* [Source passage]:
100%|█████████████████████████████████████████████| 6/6 [04:31<00:00, 45.20s/it]


| language   |   train_f1 |   val_f1 |   test_f1 |
|:-----------|-----------:|---------:|----------:|
| mg         |   0.993728 | 0.933673 |  0.960352 |
| fo         |   0.974224 | 0.897482 |  0.901099 |
| co         |   0.956204 | 0.852308 |  0.81323  |
| hsb        |   0.951443 | 0.923387 |  0.854578 |
| bh         |   0.981549 | 0.888689 |  0.80212  |
| cv         |   0.977741 | 0.892617 |  0.830443 |

In [6]:
baseline = pd.read_csv("results/baseline.csv")

### Cross-lingual Transfer Learning
A technique where a model trained on one language (usually with more labeled data) is adapted to perform well on another language, leveraging shared linguistic representations.

In [None]:
transfer_results = []

for augmentation_factor in tqdm(range(1, 24), ncols=80):

    high_resource_datasets = load_wikiann_datasets(
        BaseConfig.high_resource_langs, augmentation_factor * 240
    )

    # Iterate through low-resource and adjacent high-resource languages
    for (low_resource_lang, low_resource_data), (
        high_resource_lang,
        high_resource_data,
    ) in tqdm(
        zip(low_resource_datasets.items(), high_resource_datasets.items()),
        ncols=80,
        leave=False,
    ):

        high_train_loader, high_val_loader, _ = create_dataloaders(high_resource_data)
        low_train_loader, low_val_loader, low_test_loader = create_dataloaders(
            low_resource_data
        )

        # ------------------------------------------ PRE-TRAINING ------------------------------------------ #

        high_resource_model = BertBilstmCrf(BaseConfig.NUM_TAGS).to(BaseConfig.DEVICE)
        optimizer = setup_optimizer(high_resource_model, TrainConfig)

        high_resource_model_state, train_f1, val_f1 = train_model(
            high_resource_model,
            optimizer,
            high_train_loader,
            high_val_loader,
            TrainConfig,
        )

        # ------------------------------------------ FINE-TUNING ------------------------------------------ #

        model = BertBilstmCrf(BaseConfig.NUM_TAGS).to(BaseConfig.DEVICE)
        model.load_state_dict(high_resource_model_state)
        optimizer = setup_optimizer(model, FineTuneConfig)

        best_model_state, train_f1, val_f1 = train_model(
            model, optimizer, low_train_loader, low_val_loader, FineTuneConfig
        )

* [Dataset excerpt]:
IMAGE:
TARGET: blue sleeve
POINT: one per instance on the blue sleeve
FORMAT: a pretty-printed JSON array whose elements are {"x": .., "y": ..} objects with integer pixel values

* [Task objective]: In the notebook excerpt, what is the test F1 score listed for the language "fo"? The lines have no connection to the notebook excerpt.

* [Task solution]: 0.901099